* Text *
━━━━━━━━

A month later, however, demand went down by 20%. The pharmaceutical had to perform a delicate balancing act, ensuring demand was satisfied in March while also lowering production in April to avoid overstocking.
“We needed to balance the whole year, trying to foresee things,” Shymkiv says.
Apart from balancing production, the company also needed to keep imports of raw materials from Europe, India and the Middle East steady while its employees were coming with COVID‑19. Over the year, 181 out of the total 1,016 employees got over the coronavirus.
“Uncertainty of production, of consumption, of manpower, of the situation in the country — we needed to use this uncertainty as a business opportunity and not lose the positions we had in society and business,” he says.
The company ended the financial year having $130 million in net profit, a $10 million increase compared to 2019.
Pharma is new IT
Before joining Darnitsa, Shymkiv worked as deputy head of the President’s Administration under President Petro Poroshenko. Before that, he headed Ukraine’s office of U.S. tech company Microsoft for seven and a half years.

━━━━━━━━

* Task instructions *
Pick up the text about the pharmaceutical company Darnitsa after its last sentence and keep writing it.

* Supplied information *
━━━━━━━━

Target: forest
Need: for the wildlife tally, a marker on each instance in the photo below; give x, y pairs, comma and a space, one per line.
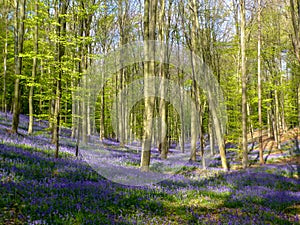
149, 112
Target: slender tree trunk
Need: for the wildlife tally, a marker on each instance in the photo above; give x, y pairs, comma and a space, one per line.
259, 88
4, 103
163, 108
34, 69
149, 34
19, 39
211, 135
61, 32
295, 14
244, 85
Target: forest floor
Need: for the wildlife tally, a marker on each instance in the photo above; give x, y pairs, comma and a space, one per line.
35, 188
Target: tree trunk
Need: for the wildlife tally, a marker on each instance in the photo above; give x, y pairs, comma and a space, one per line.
149, 34
295, 14
34, 69
259, 88
61, 32
4, 103
244, 85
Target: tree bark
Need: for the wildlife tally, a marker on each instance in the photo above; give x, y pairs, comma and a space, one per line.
149, 34
34, 69
259, 88
244, 85
19, 40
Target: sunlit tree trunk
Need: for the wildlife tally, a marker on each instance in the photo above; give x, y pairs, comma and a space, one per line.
19, 39
61, 33
149, 34
163, 108
244, 85
295, 14
4, 102
259, 88
34, 70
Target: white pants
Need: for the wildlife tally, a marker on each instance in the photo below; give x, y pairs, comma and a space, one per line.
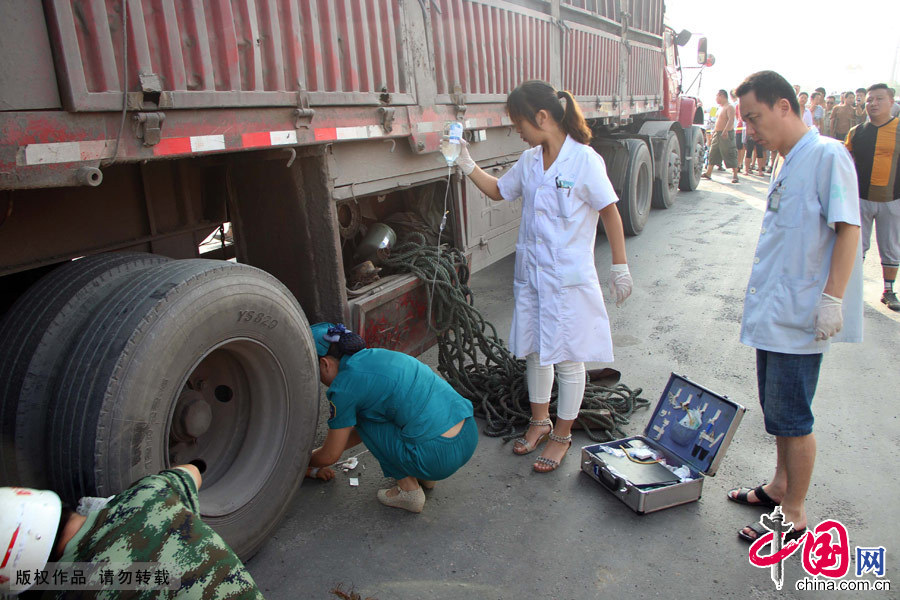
571, 385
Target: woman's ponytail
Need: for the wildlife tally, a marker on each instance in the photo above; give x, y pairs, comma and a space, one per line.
532, 96
343, 342
573, 121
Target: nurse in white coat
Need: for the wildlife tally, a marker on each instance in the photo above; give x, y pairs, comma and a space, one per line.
560, 318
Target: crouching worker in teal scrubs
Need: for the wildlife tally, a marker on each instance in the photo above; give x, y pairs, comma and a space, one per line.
412, 421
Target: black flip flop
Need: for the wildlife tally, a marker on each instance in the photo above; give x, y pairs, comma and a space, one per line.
760, 530
762, 498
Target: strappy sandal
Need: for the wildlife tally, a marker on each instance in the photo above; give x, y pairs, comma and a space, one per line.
548, 464
522, 443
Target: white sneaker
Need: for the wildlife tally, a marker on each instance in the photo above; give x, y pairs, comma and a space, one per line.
413, 501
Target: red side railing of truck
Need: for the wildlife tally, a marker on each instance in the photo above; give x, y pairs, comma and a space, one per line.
224, 76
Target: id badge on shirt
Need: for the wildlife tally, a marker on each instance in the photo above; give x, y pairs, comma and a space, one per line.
775, 198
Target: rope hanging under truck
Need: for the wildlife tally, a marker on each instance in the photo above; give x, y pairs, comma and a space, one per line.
475, 361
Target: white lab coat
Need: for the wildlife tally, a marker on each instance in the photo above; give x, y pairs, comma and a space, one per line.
559, 311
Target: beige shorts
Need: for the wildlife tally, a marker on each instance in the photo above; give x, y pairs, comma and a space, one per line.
723, 149
886, 218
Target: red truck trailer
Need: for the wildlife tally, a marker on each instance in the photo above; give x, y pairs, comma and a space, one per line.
133, 130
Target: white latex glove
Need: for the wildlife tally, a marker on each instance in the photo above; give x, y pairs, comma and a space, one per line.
620, 283
829, 318
464, 160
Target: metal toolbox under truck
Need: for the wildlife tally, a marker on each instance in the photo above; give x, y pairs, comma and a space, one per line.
691, 428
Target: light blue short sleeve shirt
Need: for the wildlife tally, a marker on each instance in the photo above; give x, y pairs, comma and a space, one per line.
815, 188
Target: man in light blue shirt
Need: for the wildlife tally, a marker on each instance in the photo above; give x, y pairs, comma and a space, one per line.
805, 287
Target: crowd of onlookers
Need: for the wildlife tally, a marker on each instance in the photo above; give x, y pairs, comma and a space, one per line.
833, 115
865, 123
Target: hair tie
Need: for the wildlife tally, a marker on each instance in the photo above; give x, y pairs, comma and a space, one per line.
334, 333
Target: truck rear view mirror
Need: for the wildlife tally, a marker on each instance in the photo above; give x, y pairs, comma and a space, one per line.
701, 51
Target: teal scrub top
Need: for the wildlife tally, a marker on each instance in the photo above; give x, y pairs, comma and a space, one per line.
391, 387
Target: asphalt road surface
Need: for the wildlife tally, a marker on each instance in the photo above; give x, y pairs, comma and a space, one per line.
497, 530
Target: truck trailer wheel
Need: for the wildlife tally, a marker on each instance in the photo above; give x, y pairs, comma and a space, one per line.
35, 336
690, 175
666, 185
634, 207
193, 361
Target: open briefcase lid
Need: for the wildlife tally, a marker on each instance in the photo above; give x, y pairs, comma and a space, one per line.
694, 423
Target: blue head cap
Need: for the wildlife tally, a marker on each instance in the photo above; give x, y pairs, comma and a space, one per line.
326, 333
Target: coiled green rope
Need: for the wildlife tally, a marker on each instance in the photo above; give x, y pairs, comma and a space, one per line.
476, 362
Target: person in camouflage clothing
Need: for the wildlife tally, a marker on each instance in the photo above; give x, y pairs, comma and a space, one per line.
156, 520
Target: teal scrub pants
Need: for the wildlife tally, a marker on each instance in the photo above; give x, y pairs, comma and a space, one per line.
434, 459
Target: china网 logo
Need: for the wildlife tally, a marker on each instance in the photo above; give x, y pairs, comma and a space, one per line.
825, 556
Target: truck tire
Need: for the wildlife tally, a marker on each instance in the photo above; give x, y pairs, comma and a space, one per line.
634, 207
193, 361
665, 187
35, 335
690, 174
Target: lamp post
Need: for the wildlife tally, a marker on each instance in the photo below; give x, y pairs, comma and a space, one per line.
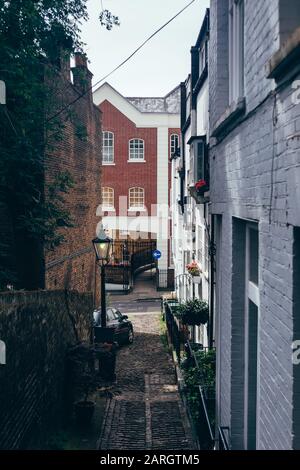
102, 246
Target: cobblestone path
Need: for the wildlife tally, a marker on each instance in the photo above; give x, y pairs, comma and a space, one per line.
145, 411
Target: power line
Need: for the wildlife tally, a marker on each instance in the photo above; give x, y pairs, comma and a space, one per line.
122, 63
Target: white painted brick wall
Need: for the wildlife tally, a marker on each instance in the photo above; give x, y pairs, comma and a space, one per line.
240, 187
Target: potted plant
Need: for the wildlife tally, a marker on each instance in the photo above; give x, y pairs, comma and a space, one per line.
193, 312
194, 270
84, 409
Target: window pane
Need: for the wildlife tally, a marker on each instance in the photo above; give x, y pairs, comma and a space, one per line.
136, 149
200, 160
174, 144
253, 255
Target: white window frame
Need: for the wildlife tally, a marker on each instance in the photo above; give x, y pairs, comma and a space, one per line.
134, 207
108, 148
136, 155
173, 146
251, 294
236, 50
106, 206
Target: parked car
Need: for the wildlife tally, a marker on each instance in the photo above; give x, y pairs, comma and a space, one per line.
123, 329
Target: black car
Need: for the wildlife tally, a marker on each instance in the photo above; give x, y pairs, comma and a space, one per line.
123, 329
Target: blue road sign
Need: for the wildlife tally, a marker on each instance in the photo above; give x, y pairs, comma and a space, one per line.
156, 254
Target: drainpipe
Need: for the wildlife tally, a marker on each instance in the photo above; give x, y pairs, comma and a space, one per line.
212, 285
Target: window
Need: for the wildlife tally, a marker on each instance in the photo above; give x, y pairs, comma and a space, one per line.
136, 198
199, 161
136, 150
236, 50
206, 252
289, 18
174, 144
108, 198
200, 246
108, 147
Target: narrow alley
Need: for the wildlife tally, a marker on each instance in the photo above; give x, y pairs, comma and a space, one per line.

━━━━━━━━

* Response area *
Both jobs helped Shymkiv manage Darnitsa, where he has been since 2018. The Microsoft experience taught Shymkiv to bring innovation to an otherwise conservative industry, while the four-year experience in politics gave him an understanding of how the government communicates with business.
“I know what’s possible and what’s not,” he says.
But his tech savvy is more on display than his political prowess, even during a quick tour at the Darnitsa plant: most computers run licensed software by Microsoft, Office 365. Much of internal communication happens online, through Microsoft’s cloud service Azure.
Apart from using software for communication, the company has harnessed technologies to save on utilities and collect analytics about sales and rivals, as well as for logistics. Darnitsia’s 9-story warehouse is fully run by threerobots.
At the same time, Shymkiv admits, most people in pharma are quite conservative. “The industry itself requires conservatism. We need to preserve reliability, quality and trust of the consumer.”
The average age of the employees at Darnitsa is 40 years old.
Launching the production of vaccines is expensive. In December 2020, Chinese company Sinovac Biotech said it would invest about $500 million to increase its capacity to manufacture its flagship CoronaVac COVID‑19 vaccine.
It is also a long and complex procedure, according to Shymkiv. A lot of time is eaten up by quality control: a vaccine requires hundreds of tests. It may take from 12 to 36 months to even start shipping ready-made vaccines, let alone building and certifying a plant and producing the first batch.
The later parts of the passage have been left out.